▶ [ACTIONS TO TAKE]
A. Could you transcribe the BMB Gallery interview word for word, from "In a candid" to "contemporary art scene."?
B. Can you pick up the BMB Gallery interview after its final sentence and continue it?

Wednesday, September 16, 2009

Why BMB Gallery? Bose Speaks





In a candid conversation with JohnyML, noted artist, curator and now gallery director, Bose Krishnamachari clears so many clouds gathered around his new found entrepreneurship. He likes to get provoked and he fields each question with the skill of a footballer. No doubt that he wants to create a feel of European Football or IPL Cricket in Indian contemporary art scene.


JohnyML: Bose, many, including myself thought before the establishment of BMB Gallery, we could witness the birth of Contemporary Art Museum in Aluva, Kerala. What’s the future of it? I am concerned because in your ‘Ghost’ show in Aicon Gallery, London (2008), you presented a ‘model’ of/for ‘a’ museum. Will it remain as a ‘model’, the way the ‘Delhi Biennale’ is a virtual discursive platform for all futuristic Biennales? I am seriously concerned as I found a participatory dream museum project by Asia Art Archives at the India Art Summit (2009). Would a real museum be pre-empted by a discourse on virtual museums?

Bose Krishnamachari: I do dream a lot but do not dream about dreams! 'Making' is more creative than just dreaming about ideas. 'GHOST' was a project and the museum modal was a 'FAKE' ! I would like to provoke or instigate the vision less rich and the state, my project will happen slowly.....! Now my project is a mobile museum, it will travel like giant sculpture on the roads, LaVA {laboratory of Visual Arts].

JML: Let me ask you some basic questions. What does BMB stand for?

BK: ‘Bombay Mumbai and Bambaiya’. It can be read as Birla [Yash+ Avanti
Birla] Mehta [Devaunshi+Dia Mehta] and Bose Krishnamachari.

JML: That’s nice. Probably, the art scene knows who all these people are. Still I would like you to tell me what do Yash Birla and Devaunshi Mehta do otherwise, I mean when they are not the Gallery Directors?

BK: They live life in complete form I guess, business, ha... ha...

JML: ‘Maverick’ is a qualifier used by many writers to showcase your ‘name’. How much a maverick are you in this B-M-B combination? What’s your role in this? I understand that you like hyphenated expressions, as in ‘Double-Enders’. Hyphens show distinctiveness as well as a fluid commitment.

BK: Director and artistic director. A sort of amoeba, vision or is a micro- molecule, BMB is going to be a fluid project space. Like an amoeba, BMB will become multiplied by many BMBeeees'. Educating myself and others about contemporary global art, we like to bring together best Indian and International players [just like European foot ball or like our IPL], we like to pass on the ball to others.....Catch it!

JML: Well…I am good at catching/capturing sound bytes even when they are not addressed to me. Recently I overheard a couple of gallerists talking: ‘okay…now let him (Bose) face what we have been facing’. I could make out the meaning of it. You have been an artist-curator all these days. Now you are a gallerist too. How are you going to do this great balancing act? Perhaps, for you it is not a balancing act at all as you have openly stated that ‘art is money’.

▶ [DATASET RECORDS]
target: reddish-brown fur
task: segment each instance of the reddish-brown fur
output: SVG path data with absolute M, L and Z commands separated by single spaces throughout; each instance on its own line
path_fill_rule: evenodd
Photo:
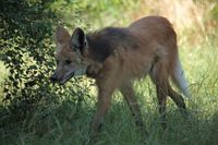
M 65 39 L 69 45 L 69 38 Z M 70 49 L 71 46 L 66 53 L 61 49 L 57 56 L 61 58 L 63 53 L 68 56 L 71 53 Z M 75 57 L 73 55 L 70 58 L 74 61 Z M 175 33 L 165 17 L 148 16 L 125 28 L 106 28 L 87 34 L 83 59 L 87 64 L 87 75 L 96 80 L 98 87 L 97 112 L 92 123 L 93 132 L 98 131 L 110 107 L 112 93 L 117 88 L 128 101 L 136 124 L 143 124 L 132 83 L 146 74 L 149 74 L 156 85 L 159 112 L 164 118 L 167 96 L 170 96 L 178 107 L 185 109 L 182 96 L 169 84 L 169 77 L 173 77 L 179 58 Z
==
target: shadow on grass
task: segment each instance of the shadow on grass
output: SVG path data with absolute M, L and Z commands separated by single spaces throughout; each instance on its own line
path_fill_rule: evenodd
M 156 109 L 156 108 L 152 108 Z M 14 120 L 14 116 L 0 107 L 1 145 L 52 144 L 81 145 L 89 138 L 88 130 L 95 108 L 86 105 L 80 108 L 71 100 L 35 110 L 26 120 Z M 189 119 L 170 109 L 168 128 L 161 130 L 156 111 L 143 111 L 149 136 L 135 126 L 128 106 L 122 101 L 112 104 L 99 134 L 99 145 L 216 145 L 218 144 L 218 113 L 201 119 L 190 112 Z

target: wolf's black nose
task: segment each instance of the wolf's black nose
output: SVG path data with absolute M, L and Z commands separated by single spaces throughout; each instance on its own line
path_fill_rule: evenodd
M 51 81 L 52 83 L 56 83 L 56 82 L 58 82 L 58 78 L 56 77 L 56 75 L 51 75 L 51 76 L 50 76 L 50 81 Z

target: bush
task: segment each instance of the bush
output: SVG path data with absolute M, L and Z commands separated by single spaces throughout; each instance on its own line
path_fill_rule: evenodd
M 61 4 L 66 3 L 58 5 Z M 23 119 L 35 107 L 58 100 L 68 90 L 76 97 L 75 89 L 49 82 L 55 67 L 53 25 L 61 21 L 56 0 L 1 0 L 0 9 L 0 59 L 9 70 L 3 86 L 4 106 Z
--
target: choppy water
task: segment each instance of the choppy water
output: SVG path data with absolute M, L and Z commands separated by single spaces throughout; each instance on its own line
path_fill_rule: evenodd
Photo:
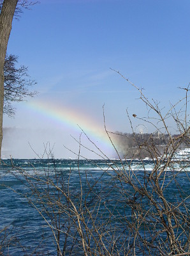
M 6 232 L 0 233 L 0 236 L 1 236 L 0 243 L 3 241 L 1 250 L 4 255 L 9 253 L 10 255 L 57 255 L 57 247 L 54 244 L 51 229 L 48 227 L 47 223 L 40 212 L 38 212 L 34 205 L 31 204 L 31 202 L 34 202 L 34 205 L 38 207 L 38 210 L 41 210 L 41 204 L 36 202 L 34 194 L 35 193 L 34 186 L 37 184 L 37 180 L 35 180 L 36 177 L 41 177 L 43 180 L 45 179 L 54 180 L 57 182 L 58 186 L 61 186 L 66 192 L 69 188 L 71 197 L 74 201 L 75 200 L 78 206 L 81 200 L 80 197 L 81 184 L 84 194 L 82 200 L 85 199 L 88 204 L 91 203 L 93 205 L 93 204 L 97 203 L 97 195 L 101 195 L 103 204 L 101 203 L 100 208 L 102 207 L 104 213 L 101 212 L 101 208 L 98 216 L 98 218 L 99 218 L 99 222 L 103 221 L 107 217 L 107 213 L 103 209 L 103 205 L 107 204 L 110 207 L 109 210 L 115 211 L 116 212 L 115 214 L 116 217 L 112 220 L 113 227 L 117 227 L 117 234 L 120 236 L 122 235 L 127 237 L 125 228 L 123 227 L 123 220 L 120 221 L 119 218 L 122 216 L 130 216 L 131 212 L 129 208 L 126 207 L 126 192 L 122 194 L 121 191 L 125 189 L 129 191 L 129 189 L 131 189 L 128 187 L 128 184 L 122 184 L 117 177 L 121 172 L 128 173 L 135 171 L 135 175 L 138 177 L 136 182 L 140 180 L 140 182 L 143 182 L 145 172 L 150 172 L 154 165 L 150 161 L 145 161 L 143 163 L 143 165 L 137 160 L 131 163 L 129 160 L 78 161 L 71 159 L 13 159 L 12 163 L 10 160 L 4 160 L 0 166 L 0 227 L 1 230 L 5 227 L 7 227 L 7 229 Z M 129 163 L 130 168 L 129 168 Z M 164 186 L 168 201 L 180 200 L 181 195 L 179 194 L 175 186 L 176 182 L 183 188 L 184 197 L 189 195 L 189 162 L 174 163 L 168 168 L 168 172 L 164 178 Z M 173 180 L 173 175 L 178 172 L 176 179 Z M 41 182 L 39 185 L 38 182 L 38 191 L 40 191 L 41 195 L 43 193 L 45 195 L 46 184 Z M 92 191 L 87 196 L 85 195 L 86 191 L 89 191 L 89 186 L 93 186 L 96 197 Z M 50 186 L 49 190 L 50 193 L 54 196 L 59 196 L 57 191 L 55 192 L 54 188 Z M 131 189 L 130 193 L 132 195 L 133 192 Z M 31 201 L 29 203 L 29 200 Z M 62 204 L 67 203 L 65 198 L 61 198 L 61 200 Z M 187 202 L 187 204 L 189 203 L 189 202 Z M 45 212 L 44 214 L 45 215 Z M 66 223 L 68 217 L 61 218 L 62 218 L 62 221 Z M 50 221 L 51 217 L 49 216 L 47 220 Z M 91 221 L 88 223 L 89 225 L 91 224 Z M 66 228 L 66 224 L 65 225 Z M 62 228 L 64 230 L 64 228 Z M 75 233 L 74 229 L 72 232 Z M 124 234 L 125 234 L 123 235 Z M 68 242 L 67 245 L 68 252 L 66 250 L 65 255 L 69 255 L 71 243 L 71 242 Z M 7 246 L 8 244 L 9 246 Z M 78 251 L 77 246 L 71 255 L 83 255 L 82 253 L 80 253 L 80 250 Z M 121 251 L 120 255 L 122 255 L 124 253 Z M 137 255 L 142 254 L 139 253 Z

▶ [EXERCISE ANSWERS]
A.
In a candid conversation with JohnyML, noted artist, curator and now gallery director, Bose Krishnamachari clears so many clouds gathered around his new found entrepreneurship. He likes to get provoked and he fields each question with the skill of a footballer. No doubt that he wants to create a feel of European Football or IPL Cricket in Indian contemporary art scene.

B.
BK: I love conflict, I love contradictions. I love opposites.... it is simple as that opposite attracts. We live within, hedonism and low life co exist and I enjoy and live within ambivalence. I know the game in complete form and like to be a professional player. My strong belief is that we are no more local, we are global and global players in every sense.

JML:
I believe you have a different model for BMB Gallery. For example, you have invited Shaheen Merali to curate a show with artists from different countries. Perhaps in India, Sakshi Gallery, Mumbai started bringing international artists in curated shows without this definitive tag of ‘South East Asian Art’. You seem to be taking it to a different level. For me it is like producing the ‘international’ within the ‘national’ discourse of art. Could you please elaborate?

BK: BMB policy is to bring together the Self and the Other. It is difficult to bring a museum quality project to India. One of the most important reasons is that our import export duty of art is so high; if we are exporting an art work to UK is only 5% of the value of an art work and for the same stuff, import tax in India is 20%. If we want to bring or send a show, it is so difficult in India. If I am successful in any field then it is simple as that I worked passionately, diligently and above all love. LOVE is my mantra to face obstacles. Live life king size!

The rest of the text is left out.